- **What is expected**: Count the lines in the data below that contain the word "distance", and reply with the number alone.

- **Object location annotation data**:
---

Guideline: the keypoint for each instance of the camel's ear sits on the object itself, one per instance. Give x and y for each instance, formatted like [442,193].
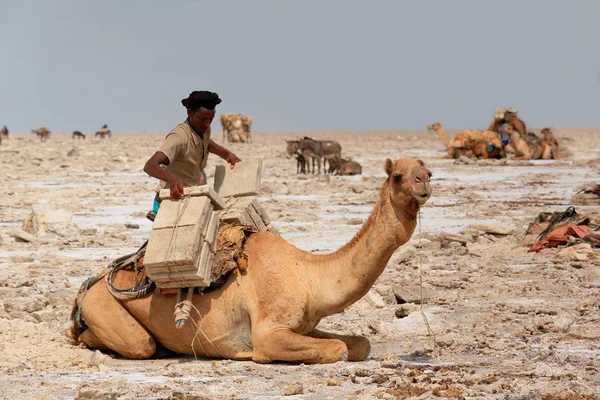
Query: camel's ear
[388,166]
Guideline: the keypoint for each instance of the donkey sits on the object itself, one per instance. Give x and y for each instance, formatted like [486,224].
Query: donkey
[78,134]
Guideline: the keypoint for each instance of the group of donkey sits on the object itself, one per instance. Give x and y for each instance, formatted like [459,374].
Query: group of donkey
[325,151]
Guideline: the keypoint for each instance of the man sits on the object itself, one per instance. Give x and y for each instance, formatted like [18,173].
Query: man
[507,116]
[181,159]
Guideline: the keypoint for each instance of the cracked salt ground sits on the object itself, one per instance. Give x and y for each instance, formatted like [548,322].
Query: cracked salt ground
[508,323]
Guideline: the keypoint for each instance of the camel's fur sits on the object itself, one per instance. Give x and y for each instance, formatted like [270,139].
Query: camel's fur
[470,143]
[270,311]
[530,147]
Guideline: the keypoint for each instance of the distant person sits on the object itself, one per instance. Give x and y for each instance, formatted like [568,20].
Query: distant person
[508,116]
[181,159]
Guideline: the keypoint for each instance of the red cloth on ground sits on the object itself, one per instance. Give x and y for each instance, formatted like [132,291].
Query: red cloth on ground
[560,235]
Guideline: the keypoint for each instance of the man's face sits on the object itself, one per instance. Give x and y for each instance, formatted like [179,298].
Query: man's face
[201,118]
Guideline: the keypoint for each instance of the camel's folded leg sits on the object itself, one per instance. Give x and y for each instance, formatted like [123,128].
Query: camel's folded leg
[359,347]
[284,345]
[113,326]
[547,153]
[91,340]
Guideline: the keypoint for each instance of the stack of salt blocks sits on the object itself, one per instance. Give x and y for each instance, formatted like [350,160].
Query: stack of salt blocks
[183,240]
[183,258]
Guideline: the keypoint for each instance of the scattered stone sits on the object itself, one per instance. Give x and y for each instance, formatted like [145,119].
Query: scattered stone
[21,259]
[24,304]
[96,359]
[292,390]
[22,236]
[409,294]
[465,160]
[502,230]
[446,238]
[88,231]
[375,299]
[354,221]
[390,361]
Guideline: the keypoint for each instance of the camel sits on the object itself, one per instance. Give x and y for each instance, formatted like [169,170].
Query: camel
[470,143]
[341,166]
[530,147]
[269,311]
[78,134]
[318,150]
[42,132]
[550,144]
[236,128]
[439,129]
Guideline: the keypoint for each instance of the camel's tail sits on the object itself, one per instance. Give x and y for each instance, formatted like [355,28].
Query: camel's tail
[77,327]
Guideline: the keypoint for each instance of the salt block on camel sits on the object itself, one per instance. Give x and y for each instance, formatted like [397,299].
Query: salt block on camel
[204,190]
[241,180]
[182,243]
[242,211]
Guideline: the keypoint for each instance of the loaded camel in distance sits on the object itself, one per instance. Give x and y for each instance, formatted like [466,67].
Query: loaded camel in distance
[236,128]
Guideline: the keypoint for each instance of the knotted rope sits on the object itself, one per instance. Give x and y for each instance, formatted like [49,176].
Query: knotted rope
[183,308]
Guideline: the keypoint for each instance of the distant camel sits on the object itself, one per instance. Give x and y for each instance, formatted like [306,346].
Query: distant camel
[104,131]
[341,166]
[42,132]
[320,150]
[78,134]
[236,128]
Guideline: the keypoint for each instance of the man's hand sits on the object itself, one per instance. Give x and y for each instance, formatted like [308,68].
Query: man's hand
[232,159]
[176,188]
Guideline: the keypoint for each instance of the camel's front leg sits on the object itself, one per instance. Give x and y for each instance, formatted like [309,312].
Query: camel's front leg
[359,347]
[281,344]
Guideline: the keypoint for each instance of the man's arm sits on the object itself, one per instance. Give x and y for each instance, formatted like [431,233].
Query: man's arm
[519,126]
[153,168]
[223,153]
[494,126]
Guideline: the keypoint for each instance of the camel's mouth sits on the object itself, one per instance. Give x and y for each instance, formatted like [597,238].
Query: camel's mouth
[423,193]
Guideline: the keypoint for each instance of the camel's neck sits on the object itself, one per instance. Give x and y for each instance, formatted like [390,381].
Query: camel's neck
[341,278]
[442,134]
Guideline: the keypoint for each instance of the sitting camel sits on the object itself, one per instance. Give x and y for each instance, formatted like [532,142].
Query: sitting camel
[42,132]
[530,147]
[270,310]
[470,143]
[550,144]
[341,166]
[439,129]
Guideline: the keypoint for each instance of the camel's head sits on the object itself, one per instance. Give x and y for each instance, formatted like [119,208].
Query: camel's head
[292,147]
[408,180]
[434,127]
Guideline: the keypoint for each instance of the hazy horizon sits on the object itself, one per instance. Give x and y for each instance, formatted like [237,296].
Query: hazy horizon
[335,65]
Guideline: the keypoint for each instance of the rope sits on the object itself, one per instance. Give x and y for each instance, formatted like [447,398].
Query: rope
[429,330]
[85,289]
[180,211]
[183,308]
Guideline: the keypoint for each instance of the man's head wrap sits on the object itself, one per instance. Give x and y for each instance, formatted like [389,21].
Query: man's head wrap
[201,98]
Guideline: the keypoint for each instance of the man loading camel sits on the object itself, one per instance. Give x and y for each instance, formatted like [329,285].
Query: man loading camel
[504,117]
[181,159]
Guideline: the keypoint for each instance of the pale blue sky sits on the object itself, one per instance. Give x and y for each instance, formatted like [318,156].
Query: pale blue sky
[299,65]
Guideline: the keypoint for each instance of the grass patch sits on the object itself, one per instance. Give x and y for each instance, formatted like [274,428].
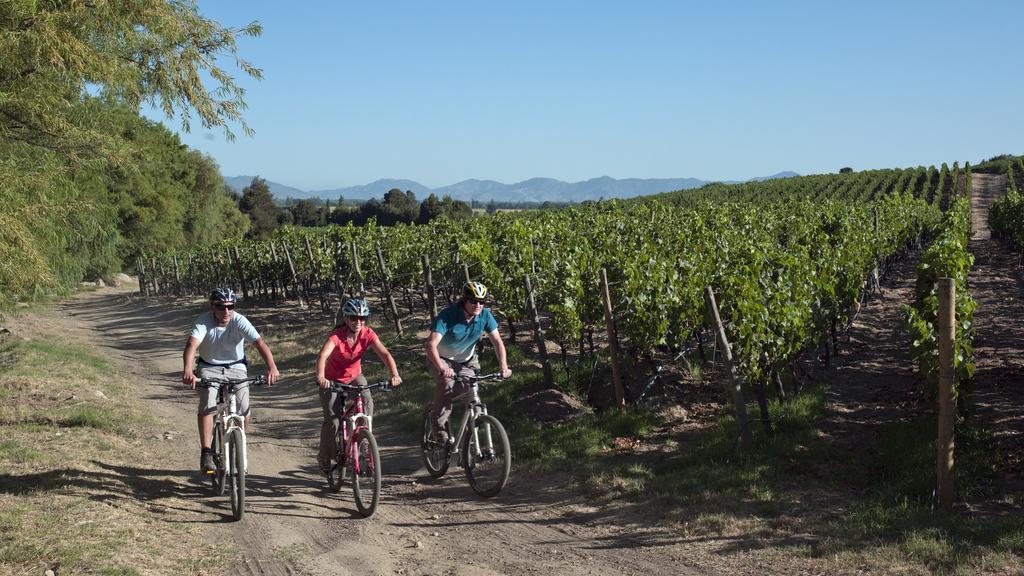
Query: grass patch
[69,468]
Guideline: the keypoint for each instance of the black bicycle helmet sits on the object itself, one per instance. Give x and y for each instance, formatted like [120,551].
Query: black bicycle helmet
[223,295]
[355,306]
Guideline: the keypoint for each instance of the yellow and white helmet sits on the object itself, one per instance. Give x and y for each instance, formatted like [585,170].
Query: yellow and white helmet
[474,291]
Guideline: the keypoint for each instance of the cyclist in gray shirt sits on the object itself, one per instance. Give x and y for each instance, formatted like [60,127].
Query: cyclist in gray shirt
[219,336]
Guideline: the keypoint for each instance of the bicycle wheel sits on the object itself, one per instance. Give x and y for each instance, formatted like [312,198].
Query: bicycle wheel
[367,482]
[486,456]
[217,478]
[435,455]
[237,474]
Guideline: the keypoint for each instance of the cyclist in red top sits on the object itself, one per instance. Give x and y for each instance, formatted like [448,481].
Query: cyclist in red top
[340,360]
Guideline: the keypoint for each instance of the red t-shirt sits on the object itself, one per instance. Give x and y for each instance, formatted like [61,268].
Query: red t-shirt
[343,364]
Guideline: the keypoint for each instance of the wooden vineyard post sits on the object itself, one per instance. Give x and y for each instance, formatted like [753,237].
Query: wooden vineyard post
[140,270]
[386,285]
[355,266]
[177,276]
[295,280]
[314,273]
[428,282]
[155,273]
[876,284]
[275,266]
[214,269]
[240,272]
[947,375]
[535,317]
[190,274]
[609,323]
[338,284]
[733,383]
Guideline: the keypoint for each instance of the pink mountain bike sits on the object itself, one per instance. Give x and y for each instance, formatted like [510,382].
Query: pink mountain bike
[357,455]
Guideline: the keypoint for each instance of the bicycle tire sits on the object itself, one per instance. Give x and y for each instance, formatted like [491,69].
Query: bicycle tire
[368,481]
[435,456]
[488,472]
[237,474]
[217,478]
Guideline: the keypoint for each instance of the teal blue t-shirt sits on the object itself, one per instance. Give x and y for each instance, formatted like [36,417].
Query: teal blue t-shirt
[459,336]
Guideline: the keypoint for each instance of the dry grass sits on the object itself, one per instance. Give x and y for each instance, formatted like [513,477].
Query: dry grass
[77,494]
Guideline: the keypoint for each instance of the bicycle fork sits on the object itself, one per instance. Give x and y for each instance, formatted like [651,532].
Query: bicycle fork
[476,433]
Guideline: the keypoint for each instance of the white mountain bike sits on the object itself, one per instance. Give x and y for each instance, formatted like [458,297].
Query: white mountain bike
[229,440]
[481,446]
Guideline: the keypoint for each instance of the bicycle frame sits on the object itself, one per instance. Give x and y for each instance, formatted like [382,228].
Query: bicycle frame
[228,419]
[473,408]
[349,427]
[353,420]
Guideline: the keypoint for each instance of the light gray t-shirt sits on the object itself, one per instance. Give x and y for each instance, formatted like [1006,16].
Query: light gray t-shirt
[222,345]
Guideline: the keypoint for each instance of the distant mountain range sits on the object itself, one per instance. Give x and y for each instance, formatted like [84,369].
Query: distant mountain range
[534,190]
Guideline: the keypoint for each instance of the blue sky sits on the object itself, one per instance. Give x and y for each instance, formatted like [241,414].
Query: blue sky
[443,91]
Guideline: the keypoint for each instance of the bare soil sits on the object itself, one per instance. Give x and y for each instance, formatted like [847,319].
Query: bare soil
[997,402]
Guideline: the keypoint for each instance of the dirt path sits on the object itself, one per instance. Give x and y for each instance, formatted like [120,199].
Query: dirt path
[873,383]
[294,526]
[997,285]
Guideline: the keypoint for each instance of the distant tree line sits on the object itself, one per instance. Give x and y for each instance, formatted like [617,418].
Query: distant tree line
[257,202]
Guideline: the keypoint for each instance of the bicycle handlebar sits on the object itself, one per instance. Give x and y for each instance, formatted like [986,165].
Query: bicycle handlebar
[492,377]
[231,382]
[342,386]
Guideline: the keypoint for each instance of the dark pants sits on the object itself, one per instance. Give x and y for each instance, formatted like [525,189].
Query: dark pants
[333,404]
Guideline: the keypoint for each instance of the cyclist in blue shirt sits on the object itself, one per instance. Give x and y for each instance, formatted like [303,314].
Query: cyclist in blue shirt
[452,348]
[218,337]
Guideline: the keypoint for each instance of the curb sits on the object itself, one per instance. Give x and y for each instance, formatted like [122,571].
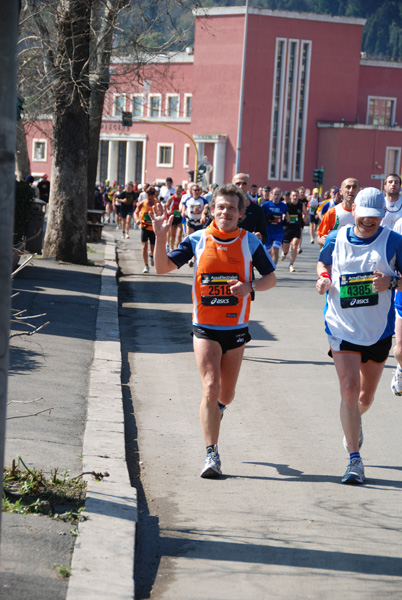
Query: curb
[103,558]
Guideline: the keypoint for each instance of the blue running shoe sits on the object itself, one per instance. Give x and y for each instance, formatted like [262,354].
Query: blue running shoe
[212,467]
[355,472]
[396,383]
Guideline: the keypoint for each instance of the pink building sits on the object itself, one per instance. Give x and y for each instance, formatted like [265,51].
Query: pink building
[271,93]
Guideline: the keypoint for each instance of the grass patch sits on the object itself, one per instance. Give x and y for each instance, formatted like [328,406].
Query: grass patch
[29,491]
[63,571]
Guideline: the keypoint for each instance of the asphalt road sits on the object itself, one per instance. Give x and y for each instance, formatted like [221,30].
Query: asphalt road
[279,524]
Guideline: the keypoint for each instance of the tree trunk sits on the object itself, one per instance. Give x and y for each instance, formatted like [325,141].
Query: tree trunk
[8,105]
[23,167]
[66,233]
[95,123]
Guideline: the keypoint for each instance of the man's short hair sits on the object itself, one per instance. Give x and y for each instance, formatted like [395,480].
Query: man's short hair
[228,190]
[394,175]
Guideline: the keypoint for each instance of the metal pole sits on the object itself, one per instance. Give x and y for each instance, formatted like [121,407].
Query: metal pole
[241,101]
[9,11]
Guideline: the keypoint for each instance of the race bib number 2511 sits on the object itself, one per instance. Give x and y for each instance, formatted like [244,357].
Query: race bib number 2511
[215,290]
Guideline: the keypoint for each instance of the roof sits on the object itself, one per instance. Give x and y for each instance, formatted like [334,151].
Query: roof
[283,14]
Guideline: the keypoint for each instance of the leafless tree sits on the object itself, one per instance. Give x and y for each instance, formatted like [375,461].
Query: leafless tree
[66,48]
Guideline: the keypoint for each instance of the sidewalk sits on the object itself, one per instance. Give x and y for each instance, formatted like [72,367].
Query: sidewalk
[73,368]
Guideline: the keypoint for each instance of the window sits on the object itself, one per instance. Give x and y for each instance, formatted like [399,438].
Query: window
[381,111]
[304,80]
[172,105]
[119,104]
[39,150]
[291,88]
[137,105]
[154,108]
[392,160]
[188,101]
[277,107]
[289,109]
[165,155]
[186,158]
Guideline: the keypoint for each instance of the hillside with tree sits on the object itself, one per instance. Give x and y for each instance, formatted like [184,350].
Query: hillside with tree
[382,34]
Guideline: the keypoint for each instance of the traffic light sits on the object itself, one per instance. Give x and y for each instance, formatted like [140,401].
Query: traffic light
[126,119]
[318,175]
[201,170]
[20,105]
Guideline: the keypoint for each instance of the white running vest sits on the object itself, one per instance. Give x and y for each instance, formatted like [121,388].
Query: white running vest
[355,312]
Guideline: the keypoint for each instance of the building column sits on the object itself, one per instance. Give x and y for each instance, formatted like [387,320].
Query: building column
[131,158]
[200,148]
[113,160]
[98,174]
[218,174]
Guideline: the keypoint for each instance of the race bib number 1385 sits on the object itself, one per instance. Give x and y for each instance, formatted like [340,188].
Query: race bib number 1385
[356,290]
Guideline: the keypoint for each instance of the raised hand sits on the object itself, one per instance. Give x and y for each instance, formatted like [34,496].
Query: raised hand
[161,223]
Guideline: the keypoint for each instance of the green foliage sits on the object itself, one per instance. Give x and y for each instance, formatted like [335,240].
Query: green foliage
[382,34]
[63,570]
[24,195]
[29,491]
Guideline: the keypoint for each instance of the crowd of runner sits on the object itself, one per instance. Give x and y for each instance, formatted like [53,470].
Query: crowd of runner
[228,232]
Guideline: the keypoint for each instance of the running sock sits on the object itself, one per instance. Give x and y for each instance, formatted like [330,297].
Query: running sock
[353,455]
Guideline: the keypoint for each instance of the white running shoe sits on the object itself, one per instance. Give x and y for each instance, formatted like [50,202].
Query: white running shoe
[354,472]
[396,383]
[361,438]
[212,467]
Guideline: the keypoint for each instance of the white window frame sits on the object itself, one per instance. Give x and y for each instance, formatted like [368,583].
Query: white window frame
[387,167]
[290,123]
[186,156]
[185,111]
[303,43]
[39,141]
[381,98]
[141,96]
[150,96]
[115,112]
[278,145]
[165,145]
[168,96]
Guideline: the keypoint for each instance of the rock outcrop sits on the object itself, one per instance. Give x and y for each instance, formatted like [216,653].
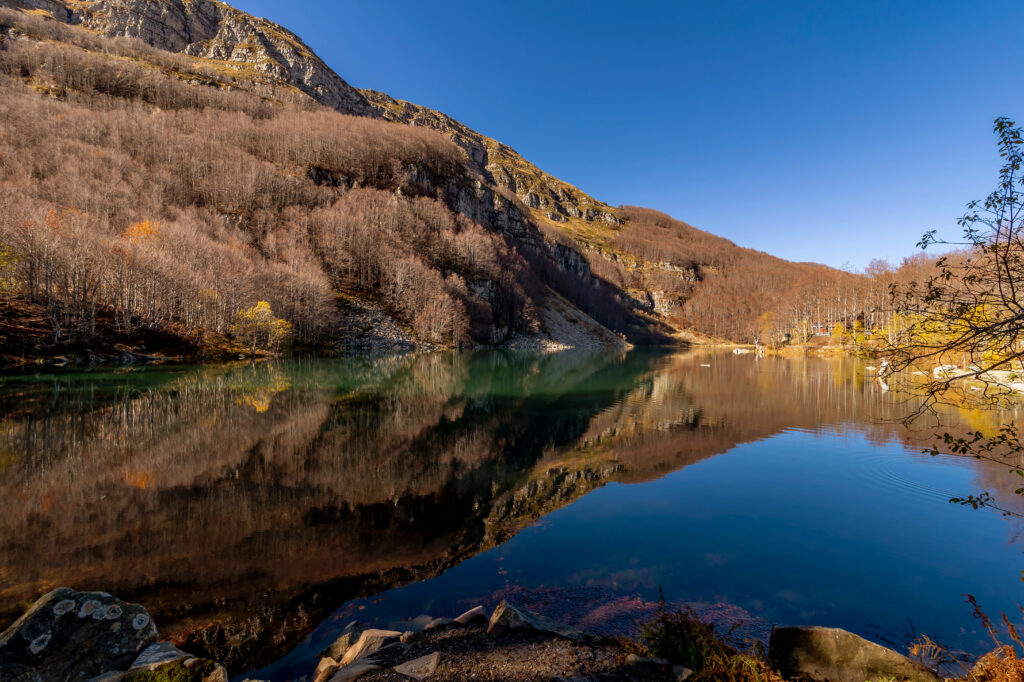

---

- **Finished exercise**: 2